Visconti made only 14 features in his career, along with a few contributions to omnibus movies such as Boccaccio 70, but access to them has been surprisingly spotty given his generally high standing in film history. His first feature, Ossessione (1942), was initially banned by a scandalized Church and fascist censors. Visconti appealed to Mussolini, who is reported to have liked Ossessione and passed it with a few cuts. Eventually, the fascists took possession of the negative, cut it drastically, and eventually destroyed it. However, Visconti had squirreled away an incomplete duplicate of the negative (135 minutes rather than 140), which is the source of later prints. Adapted without permission from the James M. Cain novel The Postman Always Rings Twice, Ossessione was not shown in the U.S. until the mid-1970s due to copyright infringement. Now that it's been released on DVD by Image Entertainment, in a transfer that is better than previously seen versions if not really worthy of the film, Ossessione can be seen as the seminal work it is.
Widely considered superior to the two American versions, Ossessione remains true to the book's bleak vision despite some fundamental changes in the characters and events, along with some purely Italian provincial touches, such as a wonderfully detailed local opera competition.
Set in Northern Italy near the Po River, Ossessione features a classic doomed love triangle. Gino (Massimo Girotti) is a dreamy-eyed young drifter who works for a middle-aged, boorish innkeeper, Giuseppe (Juan de Landa), whose younger, "bought" bride, the smoldering Giovanna (Clara Calamai), hates her husband and refers to herself as "a poor wretch." Gino and Giovanna begin a steamy affair barely outside Giuseppe's notice, unable to control their emotions. Gino attempts to leave, guilty because Giuseppe has been kind to him. He takes up with another drifter, a street magician named Spagnolo (Elio Marcuzzo) who tries to lure him away from Giovanna but fails. When they meet again through happenstance, Gino and Giovanna murder her husband in an engineered car wreck. From there the action takes them slowly, inexorably to their fate.

### Tasks to complete:
(A) Name every actor the Ossessione review credits, along with the character each one plays.
(B) For each statement, say whether it agrees with the Ossessione review, and quote the words that settle it: (i) Ossessione was Visconti's first feature; (ii) the duplicate negative Visconti kept ran 140 minutes; (iii) Ossessione was first shown in the U.S. in the 1950s.
(C) Duplicate everything in the Ossessione review from "Set in Northern" down to "to their fate.".

### Entries supplied:
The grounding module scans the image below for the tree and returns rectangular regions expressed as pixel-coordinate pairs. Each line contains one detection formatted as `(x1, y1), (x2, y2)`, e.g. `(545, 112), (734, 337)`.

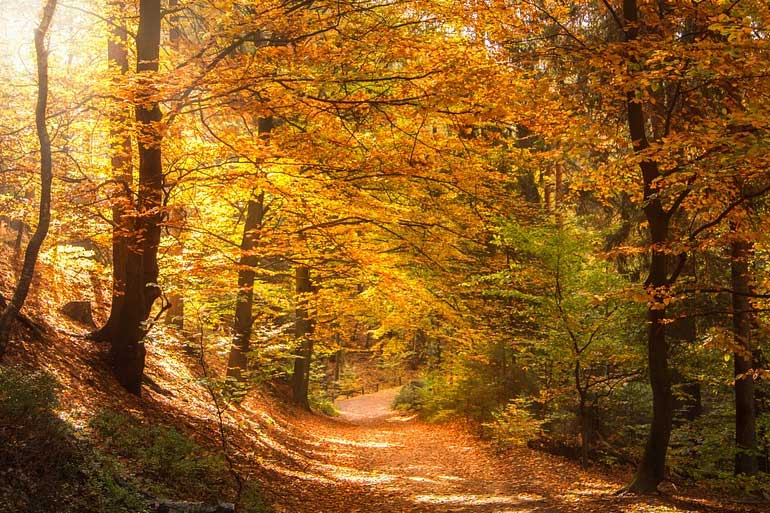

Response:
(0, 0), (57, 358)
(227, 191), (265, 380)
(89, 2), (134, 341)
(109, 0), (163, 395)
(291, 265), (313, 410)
==
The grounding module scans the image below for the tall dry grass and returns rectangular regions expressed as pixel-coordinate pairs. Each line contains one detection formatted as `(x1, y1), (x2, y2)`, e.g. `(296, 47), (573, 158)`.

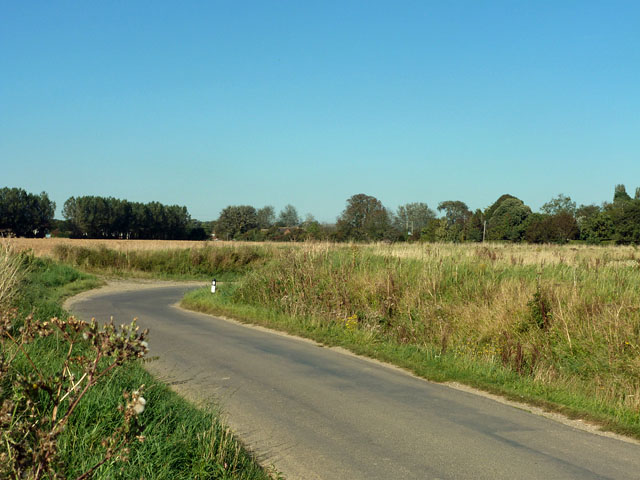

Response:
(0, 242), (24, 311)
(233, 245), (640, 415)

### Worked solutions:
(A)
Massimo Girotti (Gino)
Juan de Landa (Giuseppe)
Clara Calamai (Giovanna)
Elio Marcuzzo (Spagnolo)

(B)
(i) Yes: "His first feature, Ossessione (1942)"
(ii) No: "an incomplete duplicate of the negative (135 minutes rather than 140)"
(iii) No: "Ossessione was not shown in the U.S. until the mid-1970s due to copyright infringement"

(C)
Set in Northern Italy near the Po River, Ossessione features a classic doomed love triangle. Gino (Massimo Girotti) is a dreamy-eyed young drifter who works for a middle-aged, boorish innkeeper, Giuseppe (Juan de Landa), whose younger, "bought" bride, the smoldering Giovanna (Clara Calamai), hates her husband and refers to herself as "a poor wretch." Gino and Giovanna begin a steamy affair barely outside Giuseppe's notice, unable to control their emotions. Gino attempts to leave, guilty because Giuseppe has been kind to him. He takes up with another drifter, a street magician named Spagnolo (Elio Marcuzzo) who tries to lure him away from Giovanna but fails. When they meet again through happenstance, Gino and Giovanna murder her husband in an engineered car wreck. From there the action takes them slowly, inexorably to their fate.